● Work to complete
(1) Summarize the restaurant review in two sentences.
(2) Please retype the restaurant review from "Restaurant: George’s at" up to and including "CA (La Jolla)".
[START Document section]
Restaurant: George’s at the Cove – California Modern (Part 2/3)
Cuisine: Modern American/Californian/Eclectic/West Coast
Last visited: December 22, 2012
Location: San Diego, CA (La Jolla)
Address: 1250 Prospect Street
Phone: (858) 454-4244
Price Range: $50+
1: Poor 2: OK 3: Good 4: Very good 5: Excellent 6: FMF Must Try!
Food: 4-4.5
Service: n/a
Ambiance: 4.5
Value: 3.5
Overall: 4.5
Additional comments:
- Chef Trey Foshee
- Pastry Chef Lori Huffman
- Modern Californian cuisine
- Seasonal menus
- Mostly local ingredients
- Sustainable ingredients
- Sophisticated/upscale
- Ocean view
- Award winning
- Fine dining room
- Casual wine bar
- Extensive wine list
- Cocktail program
- Vegetarian friendly
- Vegan friendly
- Mon. – Thurs.: 5:30pm – 10pm
- Fri. – Sun.: 5pm – 10pm
- California Modern – Part 1/3
- California Modern – Part 3/3
- California Modern – Chef’s Tasting Menu
**Recommendations: “TBL 3” is the ultimate “foodie experience”, but I had the 6 course Tasting Menu. The “Fish Tacos” from the a la carte menu are supposed to be amazing and the vegetarian menu is a highlighted feature. The dessert menu is worth coming for alone: Doughnuts & Dips and Carrot Cake were favourites. Try the GCT cocktail (off the menu).
[END Document section]
[START Data listing]
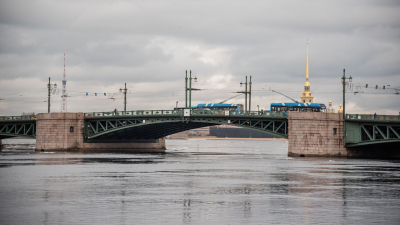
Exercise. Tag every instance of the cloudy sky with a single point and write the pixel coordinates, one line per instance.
(150, 44)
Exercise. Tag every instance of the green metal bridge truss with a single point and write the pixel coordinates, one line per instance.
(17, 126)
(153, 124)
(372, 129)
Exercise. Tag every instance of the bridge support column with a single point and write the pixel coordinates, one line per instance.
(316, 134)
(64, 132)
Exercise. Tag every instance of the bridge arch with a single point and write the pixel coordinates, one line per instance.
(158, 127)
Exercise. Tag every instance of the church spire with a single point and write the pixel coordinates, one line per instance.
(307, 63)
(307, 96)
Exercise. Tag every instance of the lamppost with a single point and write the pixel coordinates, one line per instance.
(125, 90)
(344, 105)
(245, 94)
(189, 89)
(49, 88)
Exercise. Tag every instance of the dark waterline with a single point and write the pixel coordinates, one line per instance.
(195, 182)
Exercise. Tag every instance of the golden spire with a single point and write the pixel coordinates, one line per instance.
(306, 96)
(307, 63)
(340, 109)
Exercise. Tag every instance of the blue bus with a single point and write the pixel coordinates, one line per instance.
(300, 107)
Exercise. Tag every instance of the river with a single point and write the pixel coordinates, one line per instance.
(195, 182)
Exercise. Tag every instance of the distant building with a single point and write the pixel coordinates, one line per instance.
(330, 109)
(307, 95)
(340, 109)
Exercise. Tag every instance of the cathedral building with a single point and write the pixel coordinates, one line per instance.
(307, 96)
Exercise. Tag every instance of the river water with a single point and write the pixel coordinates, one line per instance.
(195, 182)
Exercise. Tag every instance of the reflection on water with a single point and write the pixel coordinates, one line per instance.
(196, 182)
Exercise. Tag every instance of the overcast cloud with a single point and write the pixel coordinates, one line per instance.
(150, 44)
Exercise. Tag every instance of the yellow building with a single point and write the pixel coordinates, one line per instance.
(330, 109)
(340, 109)
(307, 95)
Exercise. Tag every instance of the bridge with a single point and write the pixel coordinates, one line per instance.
(300, 128)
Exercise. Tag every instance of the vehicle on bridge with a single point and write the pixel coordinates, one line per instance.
(233, 108)
(300, 107)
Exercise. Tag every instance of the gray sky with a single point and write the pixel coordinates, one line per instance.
(150, 44)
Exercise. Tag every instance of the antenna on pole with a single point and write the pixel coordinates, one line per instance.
(64, 91)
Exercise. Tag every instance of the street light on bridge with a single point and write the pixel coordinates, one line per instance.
(50, 87)
(344, 105)
(124, 91)
(245, 93)
(189, 89)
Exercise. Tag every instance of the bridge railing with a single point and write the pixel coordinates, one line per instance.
(238, 113)
(135, 113)
(13, 118)
(372, 117)
(180, 112)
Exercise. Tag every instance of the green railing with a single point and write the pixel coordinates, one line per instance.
(180, 112)
(136, 113)
(13, 118)
(372, 117)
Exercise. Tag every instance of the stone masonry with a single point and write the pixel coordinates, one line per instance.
[END Data listing]
● Task-by-task results
(1) George's at the Cove, a Modern Californian restaurant at 1250 Prospect Street in La Jolla, San Diego, was last visited on December 22, 2012, and rated 4.5 overall, with 4-4.5 for food, 4.5 for ambiance and 3.5 for value. The reviewer had the 6 course Tasting Menu and points to the dessert menu, with the Doughnuts & Dips and Carrot Cake as favorites, and to the off-menu GCT cocktail.

(2)
Restaurant: George’s at the Cove – California Modern (Part 2/3)
Cuisine: Modern American/Californian/Eclectic/West Coast
Last visited: December 22, 2012
Location: San Diego, CA (La Jolla)